_STATED GOAL A_:
Using the Dockerfile guide, answer each question on its own line, marked (i), (ii), (iii):
(i) What two extra features does the guide give for ADD?
(ii) What user ID does the guide assign to the user nextjs?
(iii) With ENTRYPOINT ["npm"], what does the guide say runs for "docker run myapp start"?
_STATED GOAL B_:
Check each statement against the Dockerfile guide. Mark each answer (i), (ii) or (iii), say yes or no, and quote the deciding words from the guide.
(i) EXPOSE publishes the listed ports.
(ii) WORKDIR creates the directory when it is missing.
(iii) The guide advises using the 'latest' tag in production.
_STATED GOAL C_:
Pick up the Dockerfile guide after its last line and write the next part.

_SOURCE_:
Anatomy of a Dockerfile
A Dockerfile is a text file containing instructions to build a Docker image. Each instruction creates a new layer in the image.
A layer in Docker is essentially a set of filesystem changes that represent a specific instruction (like FROM, RUN, COPY, ADD(which I’ve never had to use) ) in a Dockerfile. Layers are cacheable units, and can be shared across multiple containers
Essential Dockerfile Instructions
FROM - The Foundation
# Always start with a base image
FROM node:18-alpine
# Use specific tags, avoid 'latest' in production
FROM ubuntu:22.04
# Multi-stage builds start here
FROM golang:1.21 AS builder
WORKDIR - Set Working Directory
# Sets the working directory for subsequent instructions
WORKDIR /app
# Creates the directory if it doesn't exist
# Much better than using RUN cd /app, allegedly
COPY vs ADD
# COPY - preferred for simple file copying
COPY package*.json ./
COPY src/ ./src/
# ADD - has extra features (auto-extraction, URLs)
ADD https://example.com/file.tar.gz /tmp/
ADD archive.tar.gz /extracted/ # Auto-extracts
RUN - Execute Commands
# Each RUN creates a new layer - combine commands to reduce layers
RUN apt-get update && apt-get install -y \
curl \
vim \
&& rm -rf /var/lib/apt/lists/*
# Install dependencies
RUN npm ci --only=production
EXPOSE - Document Ports
# EXPOSE is purely documentation - it does NOT publish ports!
EXPOSE 3000
EXPOSE 80 443
# Think of it as a hint to other developers about what ports your app uses
# To actually publish ports, you need:
# docker run -p 3000:80 myapp (maps host:container)
# or in docker-compose:
# ports:
# - "3000:3000"
# EXPOSE helps with:
# 1. Documentation - shows intended ports
# 2. Container linking (legacy Docker feature)
# 3. Random port assignment: docker run -P myapp
# (publishes all EXPOSEd ports to random host ports)
ENV - Environment Variables
ENV NODE_ENV=production
ENV PORT=3000
ENV DATABASE_URL=postgresql://localhost:5432/myapp
USER - Security Best Practice
# Don't run as root!
RUN addgroup -g 1001 -S nodejs
RUN adduser -S nextjs -u 1001
USER nextjs
CMD vs ENTRYPOINT - The Execution Difference
CMD - Provides defaults that can be overridden:
CMD ["npm", "start"]
# Running the container:
docker run myapp # Runs: npm start
docker run myapp npm run dev # Runs: npm run dev (CMD is ignored!)
docker run myapp /bin/bash # Runs: /bin/bash (CMD is ignored!)
ENTRYPOINT - Always executes, can’t be easily overridden:
ENTRYPOINT ["npm"]
# Running the container:
docker run myapp # Runs: npm (probably errors)
docker run myapp start # Runs: npm start
docker run myapp run dev # Runs: npm run dev
docker run myapp /bin/bash # Runs: npm /bin/bash (probably errors!)

_RECORD EXCERPTS_:
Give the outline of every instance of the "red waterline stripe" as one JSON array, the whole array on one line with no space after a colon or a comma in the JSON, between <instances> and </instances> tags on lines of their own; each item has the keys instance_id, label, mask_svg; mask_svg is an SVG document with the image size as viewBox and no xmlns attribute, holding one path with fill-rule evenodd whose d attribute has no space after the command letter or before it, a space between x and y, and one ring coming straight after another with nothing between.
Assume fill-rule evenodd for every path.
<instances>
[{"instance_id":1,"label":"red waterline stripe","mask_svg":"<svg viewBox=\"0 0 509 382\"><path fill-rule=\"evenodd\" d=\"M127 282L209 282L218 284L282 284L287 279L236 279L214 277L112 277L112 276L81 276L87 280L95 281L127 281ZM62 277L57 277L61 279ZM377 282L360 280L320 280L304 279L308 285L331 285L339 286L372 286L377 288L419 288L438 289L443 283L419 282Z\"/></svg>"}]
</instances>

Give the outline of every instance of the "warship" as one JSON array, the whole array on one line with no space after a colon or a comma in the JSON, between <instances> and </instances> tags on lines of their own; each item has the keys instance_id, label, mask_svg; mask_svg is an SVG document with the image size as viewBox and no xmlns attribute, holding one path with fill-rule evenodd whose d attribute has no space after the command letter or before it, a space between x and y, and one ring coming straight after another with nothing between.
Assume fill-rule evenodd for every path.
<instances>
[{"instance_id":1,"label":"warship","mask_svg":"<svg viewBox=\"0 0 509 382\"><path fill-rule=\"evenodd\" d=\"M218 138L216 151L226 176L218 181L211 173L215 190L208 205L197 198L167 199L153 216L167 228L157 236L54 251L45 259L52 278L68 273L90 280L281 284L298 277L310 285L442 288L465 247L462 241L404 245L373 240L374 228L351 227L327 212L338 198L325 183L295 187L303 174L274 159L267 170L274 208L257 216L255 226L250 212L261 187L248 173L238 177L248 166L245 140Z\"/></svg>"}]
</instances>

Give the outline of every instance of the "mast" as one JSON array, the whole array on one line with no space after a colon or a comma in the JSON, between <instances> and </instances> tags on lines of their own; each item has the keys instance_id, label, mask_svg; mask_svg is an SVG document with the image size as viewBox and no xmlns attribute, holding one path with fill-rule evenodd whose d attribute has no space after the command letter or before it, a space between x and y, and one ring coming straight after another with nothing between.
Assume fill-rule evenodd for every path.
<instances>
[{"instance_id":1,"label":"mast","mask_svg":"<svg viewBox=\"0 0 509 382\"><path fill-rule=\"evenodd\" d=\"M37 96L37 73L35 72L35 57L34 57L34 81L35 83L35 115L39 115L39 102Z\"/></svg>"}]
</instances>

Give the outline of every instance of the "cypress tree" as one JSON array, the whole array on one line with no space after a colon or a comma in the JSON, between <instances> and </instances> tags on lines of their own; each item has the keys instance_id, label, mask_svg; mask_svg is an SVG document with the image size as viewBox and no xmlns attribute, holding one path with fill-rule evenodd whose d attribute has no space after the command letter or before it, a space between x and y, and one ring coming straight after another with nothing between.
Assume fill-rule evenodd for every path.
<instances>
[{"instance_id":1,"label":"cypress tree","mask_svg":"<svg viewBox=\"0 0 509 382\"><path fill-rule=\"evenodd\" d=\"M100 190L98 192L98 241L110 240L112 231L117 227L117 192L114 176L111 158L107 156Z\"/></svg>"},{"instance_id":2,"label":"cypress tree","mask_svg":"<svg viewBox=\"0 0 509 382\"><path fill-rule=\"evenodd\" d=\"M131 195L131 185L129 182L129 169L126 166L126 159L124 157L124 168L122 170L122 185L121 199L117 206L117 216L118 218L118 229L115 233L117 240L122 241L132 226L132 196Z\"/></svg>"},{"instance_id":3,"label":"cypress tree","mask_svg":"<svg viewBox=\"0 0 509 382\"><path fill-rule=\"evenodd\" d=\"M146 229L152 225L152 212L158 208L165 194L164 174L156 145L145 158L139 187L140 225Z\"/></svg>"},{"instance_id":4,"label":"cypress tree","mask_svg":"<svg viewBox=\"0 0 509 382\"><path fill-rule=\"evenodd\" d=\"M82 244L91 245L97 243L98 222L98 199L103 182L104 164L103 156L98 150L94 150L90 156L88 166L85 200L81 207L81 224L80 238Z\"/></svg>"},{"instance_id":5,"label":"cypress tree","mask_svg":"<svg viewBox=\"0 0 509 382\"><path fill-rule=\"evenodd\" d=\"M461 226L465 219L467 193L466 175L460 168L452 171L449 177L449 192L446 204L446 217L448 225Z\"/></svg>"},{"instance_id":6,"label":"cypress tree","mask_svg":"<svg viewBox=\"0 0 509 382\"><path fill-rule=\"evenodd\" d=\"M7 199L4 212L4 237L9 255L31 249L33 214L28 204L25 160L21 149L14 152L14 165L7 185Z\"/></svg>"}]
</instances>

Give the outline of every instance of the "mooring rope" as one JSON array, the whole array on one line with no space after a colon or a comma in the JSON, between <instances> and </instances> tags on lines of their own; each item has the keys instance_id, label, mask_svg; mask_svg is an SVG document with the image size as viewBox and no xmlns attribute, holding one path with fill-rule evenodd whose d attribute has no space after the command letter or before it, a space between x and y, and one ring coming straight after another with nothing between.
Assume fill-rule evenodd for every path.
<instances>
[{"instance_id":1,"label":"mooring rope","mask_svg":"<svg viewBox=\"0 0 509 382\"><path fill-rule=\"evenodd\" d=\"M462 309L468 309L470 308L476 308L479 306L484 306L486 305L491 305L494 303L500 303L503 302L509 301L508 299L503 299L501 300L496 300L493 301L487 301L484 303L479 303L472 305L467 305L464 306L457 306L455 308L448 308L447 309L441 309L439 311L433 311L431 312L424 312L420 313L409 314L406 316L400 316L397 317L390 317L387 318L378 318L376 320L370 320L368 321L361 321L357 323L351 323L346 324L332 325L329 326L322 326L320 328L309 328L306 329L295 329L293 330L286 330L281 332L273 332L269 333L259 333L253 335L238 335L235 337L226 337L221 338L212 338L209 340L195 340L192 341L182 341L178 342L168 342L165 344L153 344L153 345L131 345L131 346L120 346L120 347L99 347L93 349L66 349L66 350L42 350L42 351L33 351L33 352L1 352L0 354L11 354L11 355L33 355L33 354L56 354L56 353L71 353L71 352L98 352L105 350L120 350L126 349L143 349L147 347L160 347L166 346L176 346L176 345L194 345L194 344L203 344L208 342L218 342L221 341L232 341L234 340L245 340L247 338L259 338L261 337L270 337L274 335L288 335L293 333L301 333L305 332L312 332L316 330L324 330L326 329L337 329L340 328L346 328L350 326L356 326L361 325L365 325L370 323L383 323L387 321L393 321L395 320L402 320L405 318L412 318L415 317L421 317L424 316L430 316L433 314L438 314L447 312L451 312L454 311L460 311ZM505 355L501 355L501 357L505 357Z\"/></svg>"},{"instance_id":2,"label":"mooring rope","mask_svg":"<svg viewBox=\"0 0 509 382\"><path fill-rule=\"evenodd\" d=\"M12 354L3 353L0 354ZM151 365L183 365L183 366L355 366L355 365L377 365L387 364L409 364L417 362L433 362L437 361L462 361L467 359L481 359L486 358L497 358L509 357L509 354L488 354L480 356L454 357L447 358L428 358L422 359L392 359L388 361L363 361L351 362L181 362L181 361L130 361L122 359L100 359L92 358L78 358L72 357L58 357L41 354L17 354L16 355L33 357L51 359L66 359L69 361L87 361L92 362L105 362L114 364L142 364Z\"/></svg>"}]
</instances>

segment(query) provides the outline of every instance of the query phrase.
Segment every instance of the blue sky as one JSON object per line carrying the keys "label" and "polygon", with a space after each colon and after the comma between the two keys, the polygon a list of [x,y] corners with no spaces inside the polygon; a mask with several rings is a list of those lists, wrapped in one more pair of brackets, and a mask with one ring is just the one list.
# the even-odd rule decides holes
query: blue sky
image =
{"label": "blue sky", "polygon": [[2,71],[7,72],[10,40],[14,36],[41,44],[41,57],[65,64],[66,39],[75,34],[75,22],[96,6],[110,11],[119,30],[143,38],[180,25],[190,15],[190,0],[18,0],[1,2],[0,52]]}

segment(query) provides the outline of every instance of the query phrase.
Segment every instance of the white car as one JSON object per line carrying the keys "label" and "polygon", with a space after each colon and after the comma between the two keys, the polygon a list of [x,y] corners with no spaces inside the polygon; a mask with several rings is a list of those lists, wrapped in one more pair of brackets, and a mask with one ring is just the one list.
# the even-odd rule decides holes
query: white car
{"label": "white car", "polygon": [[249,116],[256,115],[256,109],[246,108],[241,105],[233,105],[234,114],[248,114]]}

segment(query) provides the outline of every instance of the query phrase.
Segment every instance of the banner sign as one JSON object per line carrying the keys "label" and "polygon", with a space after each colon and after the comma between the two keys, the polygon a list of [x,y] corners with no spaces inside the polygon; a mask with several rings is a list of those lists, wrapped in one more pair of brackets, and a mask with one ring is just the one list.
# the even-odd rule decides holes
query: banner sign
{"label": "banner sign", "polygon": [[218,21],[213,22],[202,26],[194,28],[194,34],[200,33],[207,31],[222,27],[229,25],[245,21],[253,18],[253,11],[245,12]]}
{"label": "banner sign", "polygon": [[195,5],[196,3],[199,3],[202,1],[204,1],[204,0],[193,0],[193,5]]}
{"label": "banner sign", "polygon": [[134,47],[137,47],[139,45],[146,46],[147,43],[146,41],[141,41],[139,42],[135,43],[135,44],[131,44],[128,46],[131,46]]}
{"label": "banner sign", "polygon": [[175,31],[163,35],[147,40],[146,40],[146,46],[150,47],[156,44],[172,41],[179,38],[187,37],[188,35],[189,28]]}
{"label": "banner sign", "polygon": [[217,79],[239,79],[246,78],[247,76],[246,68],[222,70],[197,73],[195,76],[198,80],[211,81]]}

_ANSWER A_:
(i) Auto-extraction and URLs.
(ii) 1001.
(iii) npm start.

_ANSWER B_:
(i) No: "EXPOSE is purely documentation - it does NOT publish ports!"
(ii) Yes: "Creates the directory if it doesn't exist"
(iii) No: "Use specific tags, avoid 'latest' in production"

_ANSWER C_:
Combined Pattern - Best of both worlds:
ENTRYPOINT ["npm"]
CMD ["start"]
# Running the container:
docker run myapp # Runs: npm start
docker run myapp run dev # Runs: npm run dev
docker run myapp test # Runs: npm test
# The ENTRYPOINT is always "npm", CMD provides the default argument
# You can override the argument, but npm will always be the command
Shell vs Exec Form: CMD runs in shell, while
# Shell form - runs in shell, can use shell features, but doesn't handle signals well
CMD npm start
ENTRYPOINT npm start
What actually happens:
- Runs as: /bin/sh -c “npm start”
- Creates a shell process that then runs your command
# Exec form - runs directly, better for containers, handles signals properly
CMD ["npm", "start"]
ENTRYPOINT ["npm", "start"]
# PID 1 problem: Shell form creates a shell process as PID 1,
# which doesn't properly forward signals to your app.
# Exec form makes your app PID 1, so it gets signals directly.
Complete Example - Node.js App (Multi-stage Explained)
# DEPS stage - Production dependencies only
FROM node:18-alpine AS deps
WORKDIR /app
COPY package*.json ./
# Only install production deps and clean cache to minimize layer size
RUN npm ci --only=production && npm cache clean --force
# BUILDER stage - Build the application
FROM node:18-alpine AS builder
WORKDIR /app
COPY package*.json ./
# Install ALL dependencies (including devDependencies for building)
RUN npm ci
COPY . .
# Build the application (needs devDependencies like TypeScript, bundlers, etc.)
RUN npm run build
# RUNNER stage - Final production image
FROM node:18-alpine AS runner
WORKDIR /app
ENV NODE_ENV=production
# Create non-root user
RUN addgroup -g 1001 -S nodejs
RUN adduser -S nextjs -u 1001
# Copy built application from builder stage
COPY --from=builder --chown=nextjs:nodejs /app/dist ./dist
# Copy ONLY production dependencies from deps stage
COPY --from=deps --chown=nextjs:nodejs /app/node_modules ./node_modules
COPY --chown=nextjs:nodejs package.json ./
USER nextjs
EXPOSE 3000
CMD ["npm", "start"]
Why separate deps and builder stages?
The key insight is that we need different dependencies at different stages:
-
DEPS stage: Only production dependencies (
--only=production)- These are needed to RUN the app in production
- Examples: express, react, lodash
-
BUILDER stage: ALL dependencies (production + dev)
- DevDependencies are needed to BUILD the app
- Examples: typescript, webpack, @types packages, testing libraries
- We don’t want these in our final image (bloat + security)
Alternative (less optimal) approach:
# This works but creates a larger final image
FROM node:18-alpine
WORKDIR /app
COPY package*.json ./
RUN npm ci # Installs ALL deps
COPY . .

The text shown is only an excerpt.